My reaction was that I didn’t want to.

Of course, I’m doing it anyway, here in this column and next week when we pop out The Spectacle. But I go reluctantly.

Why? Well, as regular readers of this column know, Mike is a personal friend of mine. He has been for a long time. I know him to be a very good conservative, one of the best in Congress. He’s a man of principle and, if he had the means to truly make policy, he would be very much be the revivalist figure America needs in leadership.

And I can say this out of far more than mere personal feeling. Because, as regular readers of this column know, Mike Johnson wrote the foreword to my book The Revivalist Manifesto: How Patriots Can Win The Next American Era. That was well before he became House speaker. And, after he won the speakership, CNN used my book to trash Mike Johnson as a friend of racists, homophobes, and conspiracy theorists (like me, apparently).

Which ended up selling a lot of copies of The Revivalist Manifesto.

The point being that Johnson believes not just in trying to preserve our corrupt status quo but in bringing back an America that was prosperous, successful, sustainable, and dominant on the global stage. I believe this, and I believe it’s borne out in his words and, when he’s able, his deeds.

But the “when he’s able” part of this is the rub. And it’s why I know I’ll be accused of shilling for Mike when I write or talk about him in a supportive way, and that’s why I’m reluctant to address this subject.

It’s impossible to be an effective speaker of the House when you have a majority as small as Mike Johnson’s majority is. Utterly impossible.

I noted this at The Hayride on Thursday after a bill to renew the Foreign Intelligence Surveillance Act failed due to conservative opposition, which was seen as a blow to Johnson:

A Speaker’s job is to make a majority, particularly on “must-pass” bills like the federal appropriations instruments. Arguably, the FISA renewal is such a bill.

Johnson has members of his caucus who are either RINOs or who represent swing districts. It’s hard to get them to come aboard for strong conservative reforms, for a couple of reasions: first, any such reforms are dead on arrival in the Democrat-dominated Senate, not to mention they’d be vetoed by Joe Biden if they made it that far. For those congressmen, there’s nothing but downside to voting for those reforms: they aren’t going to be making policy, so they’re not actually changing anything, plus they’re now going to get attacked by Democrat special interest groups for having backed those reforms.

In a House majority with 240 members, let’s say, Johnson could simply excuse a few of those members to vote with the Democrats because he could bleed some votes and still pass the bill. He doesn’t have that freedom now.

This means that Mike Johnson isn’t in the business of passing conservative legislation. He’s reduced to trying to pass moderate legislation because it’s a better alternative than passing leftist legislation – or passing nothing and getting trashed for grinding the House of Representatives down into dysfunction.

Most conservatives would be perfectly happy to see the latter – including the grand spectacle of a government shutdown. The problem is, we’re not in the majority with such an opinion. Generally, voters think government shutdowns are a sign of incompetent governance and they generate negative political results.

Which Johnson can’t afford, because virtually any sort of Democrat success in November will make Hakeem Jeffries the House Speaker. And as it stands, Marjorie Taylor Greene has a motion to vacate the chair hanging over Johnson’s head on the right, so he could lose his speakership in one of two ways.

This is the reality staring Johnson in the face.

══════════

THE TASKS
[1] Which book by the author does Mike Johnson write the foreword to, according to the column about Mike Johnson?
[2] Put the records into a JSON list of strings, with one string per line and blank lines left out. Begin at the line that contains "In the photo above, each instance of the grass gets" and continue through the end of the records.

══════════

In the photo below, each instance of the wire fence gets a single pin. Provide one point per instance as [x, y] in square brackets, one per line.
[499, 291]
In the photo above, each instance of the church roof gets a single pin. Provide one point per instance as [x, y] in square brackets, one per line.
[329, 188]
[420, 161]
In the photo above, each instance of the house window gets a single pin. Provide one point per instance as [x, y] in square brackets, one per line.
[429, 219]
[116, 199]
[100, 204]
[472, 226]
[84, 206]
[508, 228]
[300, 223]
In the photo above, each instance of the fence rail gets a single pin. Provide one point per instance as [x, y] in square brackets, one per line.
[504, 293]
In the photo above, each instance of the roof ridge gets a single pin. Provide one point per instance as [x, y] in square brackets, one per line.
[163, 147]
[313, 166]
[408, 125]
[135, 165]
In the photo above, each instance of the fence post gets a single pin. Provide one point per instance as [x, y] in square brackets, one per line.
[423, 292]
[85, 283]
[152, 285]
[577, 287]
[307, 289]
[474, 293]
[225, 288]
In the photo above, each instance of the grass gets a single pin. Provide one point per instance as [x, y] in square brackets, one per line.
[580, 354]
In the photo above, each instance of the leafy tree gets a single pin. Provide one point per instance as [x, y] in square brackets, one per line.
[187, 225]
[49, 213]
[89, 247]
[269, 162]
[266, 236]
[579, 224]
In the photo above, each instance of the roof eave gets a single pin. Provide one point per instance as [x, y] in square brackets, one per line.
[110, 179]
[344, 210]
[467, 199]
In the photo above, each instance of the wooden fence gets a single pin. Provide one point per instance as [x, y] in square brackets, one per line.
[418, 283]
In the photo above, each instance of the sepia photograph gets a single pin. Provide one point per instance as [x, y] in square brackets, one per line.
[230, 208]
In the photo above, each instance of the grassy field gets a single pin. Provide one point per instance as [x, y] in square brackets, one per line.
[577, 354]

══════════

TASK-BY-TASK SOLUTIONS
[1] The Revivalist Manifesto: How Patriots Can Win The Next American Era

[2]
[
  "In the photo above, each instance of the grass gets a single pin. Provide one point per instance as [x, y] in square brackets, one per line.",
  "[580, 354]",
  "In the photo above, each instance of the leafy tree gets a single pin. Provide one point per instance as [x, y] in square brackets, one per line.",
  "[187, 225]",
  "[49, 213]",
  "[89, 247]",
  "[269, 162]",
  "[266, 236]",
  "[579, 224]",
  "In the photo above, each instance of the roof eave gets a single pin. Provide one point per instance as [x, y] in square brackets, one per line.",
  "[110, 179]",
  "[344, 210]",
  "[467, 199]",
  "In the photo above, each instance of the wooden fence gets a single pin. Provide one point per instance as [x, y] in square brackets, one per line.",
  "[418, 283]",
  "In the photo above, each instance of the sepia photograph gets a single pin. Provide one point per instance as [x, y] in square brackets, one per line.",
  "[230, 208]",
  "In the photo above, each instance of the grassy field gets a single pin. Provide one point per instance as [x, y] in square brackets, one per line.",
  "[577, 354]"
]